--- SOURCE EXCERPT ---

The Canon de 24 C modèle 1876 was a coastal defense gun designed and built before World War I.  A number of guns were also converted to railway guns during World War I in order to meet a need for heavy artillery.

Design
The Canon de 24 C modèle 1876 were typical built-up guns of the period with mixed construction consisting of a rifled steel liner and several layers of iron reinforcing hoops.  In French service guns of mixed steel/iron construction were designated in centimeters while all steel guns were designated in millimeters.  However, reference materials do not always distinguish the difference in construction and use either unit of measurement.  The guns used a de Bange breech and fired separate loading bagged charges  and  projectiles.

The mle 1876 was mounted on a number of different models of garrison mounts with limited traverse.  One exception was the GPC mount (côte sur affût type Guerre à Pivot Central) which was a rectangular steel firing platform which sat on top of a large circular steel track embedded in concrete behind a parapet. A rectangular steel firing platform with four wheels rotated on the track and gave 360° of traverse.

--- INSTRUCTIONS ---
A) Reproduce the Canon de 24 C modèle 1876 passage verbatim, from "The mle 1876" up to and including "360° of traverse.".
B) In the Canon de 24 C modèle 1876 passage, what type of breech did the guns use?

--- INFORMATION SUPPLIED ---
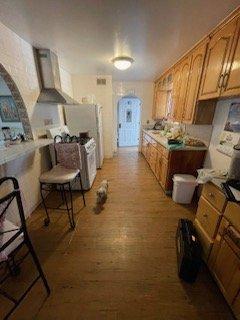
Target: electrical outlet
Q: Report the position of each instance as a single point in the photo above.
(48, 122)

--- THE REPLIES ---
A)
The mle 1876 was mounted on a number of different models of garrison mounts with limited traverse.  One exception was the GPC mount (côte sur affût type Guerre à Pivot Central) which was a rectangular steel firing platform which sat on top of a large circular steel track embedded in concrete behind a parapet. A rectangular steel firing platform with four wheels rotated on the track and gave 360° of traverse.

B) A de Bange breech.